* _Exercise brief_
Set down the material below in full, matching it exactly.

* _Records supplied_

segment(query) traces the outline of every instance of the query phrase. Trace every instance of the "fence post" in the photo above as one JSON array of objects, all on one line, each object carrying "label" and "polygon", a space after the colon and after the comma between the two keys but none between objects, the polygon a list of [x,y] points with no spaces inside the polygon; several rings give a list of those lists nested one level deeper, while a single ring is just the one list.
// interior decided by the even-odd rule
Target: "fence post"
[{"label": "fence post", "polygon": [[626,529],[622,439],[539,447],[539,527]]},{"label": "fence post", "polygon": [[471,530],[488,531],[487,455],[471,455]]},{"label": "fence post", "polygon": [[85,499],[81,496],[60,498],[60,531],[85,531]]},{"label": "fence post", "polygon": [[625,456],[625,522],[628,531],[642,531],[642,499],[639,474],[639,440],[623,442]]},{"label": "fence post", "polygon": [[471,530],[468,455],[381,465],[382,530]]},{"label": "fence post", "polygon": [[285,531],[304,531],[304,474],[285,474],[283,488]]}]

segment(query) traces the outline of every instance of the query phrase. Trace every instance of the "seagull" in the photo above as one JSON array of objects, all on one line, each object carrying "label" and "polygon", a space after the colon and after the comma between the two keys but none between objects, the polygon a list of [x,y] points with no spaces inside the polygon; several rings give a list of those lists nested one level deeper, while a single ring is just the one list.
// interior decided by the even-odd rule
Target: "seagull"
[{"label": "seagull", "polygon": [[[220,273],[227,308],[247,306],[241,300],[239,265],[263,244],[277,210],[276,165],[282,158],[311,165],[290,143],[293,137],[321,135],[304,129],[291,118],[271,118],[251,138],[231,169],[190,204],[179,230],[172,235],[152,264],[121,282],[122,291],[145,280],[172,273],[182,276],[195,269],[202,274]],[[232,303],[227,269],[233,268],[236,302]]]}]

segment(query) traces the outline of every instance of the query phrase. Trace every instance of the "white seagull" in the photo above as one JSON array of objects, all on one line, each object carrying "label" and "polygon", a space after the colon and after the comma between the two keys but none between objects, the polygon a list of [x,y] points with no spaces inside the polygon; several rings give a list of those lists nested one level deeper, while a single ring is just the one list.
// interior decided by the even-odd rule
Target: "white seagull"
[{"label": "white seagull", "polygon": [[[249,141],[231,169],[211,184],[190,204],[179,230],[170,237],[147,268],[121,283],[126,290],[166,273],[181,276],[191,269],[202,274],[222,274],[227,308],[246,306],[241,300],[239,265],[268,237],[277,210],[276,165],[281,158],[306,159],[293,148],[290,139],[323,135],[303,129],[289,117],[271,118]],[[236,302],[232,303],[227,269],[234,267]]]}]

* _Solution_
segment(query) traces the outline of every instance of the query phrase. Trace every instance of the "fence post" in the photo above as one JSON array of objects, all on one line, each object carrying "label" and "polygon", a space after the colon and after the comma between the two keys but none between objects, the polygon a list of [x,y] points with no spaces inside the polygon; several rings give a list of those lists nested one level deeper, while a single ring is just the one list.
// interior decided by the even-odd rule
Target: "fence post"
[{"label": "fence post", "polygon": [[626,529],[622,439],[539,447],[539,527]]},{"label": "fence post", "polygon": [[471,530],[488,531],[487,455],[471,455]]},{"label": "fence post", "polygon": [[85,499],[81,496],[60,498],[60,531],[85,531]]},{"label": "fence post", "polygon": [[625,456],[625,522],[628,531],[642,531],[642,499],[639,474],[639,440],[623,442]]},{"label": "fence post", "polygon": [[471,530],[468,455],[381,465],[382,530]]},{"label": "fence post", "polygon": [[285,531],[304,531],[304,474],[285,474],[283,488]]}]

segment(query) traces the outline of every instance of the query phrase. Trace every instance of the "seagull" in the photo above as one JSON array of objects, all on one line, each object carrying "label" and "polygon", a space after the colon and after the comma between the two keys but none between objects, the polygon a list of [x,y] points with no spaces inside the polygon; several rings give a list of those lists nested one level deeper, while a single ring is just the one list.
// interior decided by the even-odd rule
Target: "seagull"
[{"label": "seagull", "polygon": [[[220,273],[227,308],[247,306],[241,300],[239,265],[263,244],[277,210],[276,165],[282,158],[311,165],[290,143],[293,137],[321,135],[304,129],[291,118],[271,118],[251,138],[231,169],[190,204],[179,230],[172,235],[152,264],[121,282],[122,291],[145,280],[172,273],[182,276],[195,269],[202,274]],[[232,303],[227,269],[233,268],[236,302]]]}]

segment(query) traces the outline of every instance of the query phrase. Trace every instance of the "white seagull" in the photo above as one JSON array of objects, all on one line, each object carrying "label" and "polygon", a space after the colon and after the comma between the two keys but none between objects, the polygon a list of [x,y] points with no spaces inside the polygon; several rings give a list of those lists nested one level deeper, while a single ring is just the one list.
// interior decided by the even-odd rule
Target: "white seagull"
[{"label": "white seagull", "polygon": [[[249,141],[231,169],[211,184],[190,204],[179,230],[170,237],[147,268],[121,283],[126,290],[166,273],[181,276],[191,269],[202,274],[222,274],[227,308],[246,306],[241,300],[239,265],[268,237],[277,210],[276,165],[281,158],[306,159],[293,148],[290,139],[323,135],[303,129],[289,117],[271,118]],[[236,302],[232,303],[227,269],[234,267]]]}]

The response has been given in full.